→ **Directive A**
Answer these questions about the pathauto thread, one per line:
(i) What alias was produced for the title 'The "Thhwwwpt" Factor'?
(ii) Which token does mrtoner say is being used?
(iii) From which version of token did mrtoner update?
→ **Directive B**
In the pathauto thread, rewrite the passage from "As I noted in" to "problems with that.", changing "another issue" to "a separate issue".

-- start Page extract --

New pathauto user. My punctuation settings are set for all characters to be replaced. I did a bulk update for all nodes and found that a title like 'The "Thhwwwpt" Factor' (don't ask :) would be aliased as 'quotthhwwwptquot-factor'.

Don

Comments

greggles’s picture

Status: Active » Postponed (maintainer needs more info)

Literally the string "quot" is in there?

Are you using token 5.x-1.x-dev with the [title-raw] token?

mrtoner’s picture

Yes, the literal string "quot" was in there. Also, a blog post I created today replaced an apostrophe with 039, "writer039s-block". I am using the [title] token.

As I noted in another issue a few moments ago, I have now updated to 5.x-1.x-dev of token (from 5.x-1.8); I will let you know if I have any problems with that.

Don

greggles’s picture

This is why you need to use the -raw tokens ;)

Can you give those a try?

Thanks.

-- end Page extract --
-- start Provided data --

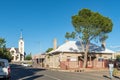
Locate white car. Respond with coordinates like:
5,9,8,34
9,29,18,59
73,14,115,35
0,58,11,80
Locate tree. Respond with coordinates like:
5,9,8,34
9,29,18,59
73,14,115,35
0,38,12,61
116,55,120,61
66,9,113,68
25,53,32,60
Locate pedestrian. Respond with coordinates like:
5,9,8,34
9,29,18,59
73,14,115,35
109,61,114,79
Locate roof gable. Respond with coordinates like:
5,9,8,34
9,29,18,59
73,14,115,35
50,41,114,53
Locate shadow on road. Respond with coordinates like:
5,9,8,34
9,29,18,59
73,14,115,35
23,75,44,80
11,64,46,80
103,75,111,79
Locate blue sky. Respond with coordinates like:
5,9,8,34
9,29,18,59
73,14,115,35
0,0,120,54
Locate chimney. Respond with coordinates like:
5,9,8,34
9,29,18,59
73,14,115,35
53,38,57,50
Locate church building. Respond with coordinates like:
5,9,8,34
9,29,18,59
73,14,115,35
8,33,25,62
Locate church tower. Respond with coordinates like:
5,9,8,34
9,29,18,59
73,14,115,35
18,32,25,61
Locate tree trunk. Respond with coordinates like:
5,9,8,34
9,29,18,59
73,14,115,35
83,42,89,70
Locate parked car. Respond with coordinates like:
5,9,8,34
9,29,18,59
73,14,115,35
21,63,32,67
0,58,11,80
115,60,120,70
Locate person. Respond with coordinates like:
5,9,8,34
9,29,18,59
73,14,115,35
109,62,114,79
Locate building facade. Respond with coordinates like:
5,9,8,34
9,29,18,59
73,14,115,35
8,33,25,62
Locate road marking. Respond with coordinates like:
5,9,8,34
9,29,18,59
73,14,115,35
44,74,61,80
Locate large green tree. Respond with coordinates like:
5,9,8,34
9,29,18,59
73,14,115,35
25,53,32,60
65,8,113,69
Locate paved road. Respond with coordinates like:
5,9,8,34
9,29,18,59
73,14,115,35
11,65,120,80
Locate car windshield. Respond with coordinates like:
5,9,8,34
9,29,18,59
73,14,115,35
0,61,5,67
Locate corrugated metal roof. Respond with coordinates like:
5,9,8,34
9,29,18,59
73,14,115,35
50,41,115,53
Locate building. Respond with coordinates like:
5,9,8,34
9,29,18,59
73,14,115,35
8,33,25,62
45,41,114,69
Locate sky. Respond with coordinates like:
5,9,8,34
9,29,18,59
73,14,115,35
0,0,120,54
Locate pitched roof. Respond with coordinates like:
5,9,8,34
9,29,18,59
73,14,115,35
50,41,114,53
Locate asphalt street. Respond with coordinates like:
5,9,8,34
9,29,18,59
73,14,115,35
11,64,120,80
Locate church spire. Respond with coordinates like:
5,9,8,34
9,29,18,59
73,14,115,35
20,29,23,39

-- end Provided data --

→ **Full output A**
(i) 'quotthhwwwptquot-factor'
(ii) [title]
(iii) 5.x-1.8

→ **Full output B**
As I noted in a separate issue a few moments ago, I have now updated to 5.x-1.x-dev of token (from 5.x-1.8); I will let you know if I have any problems with that.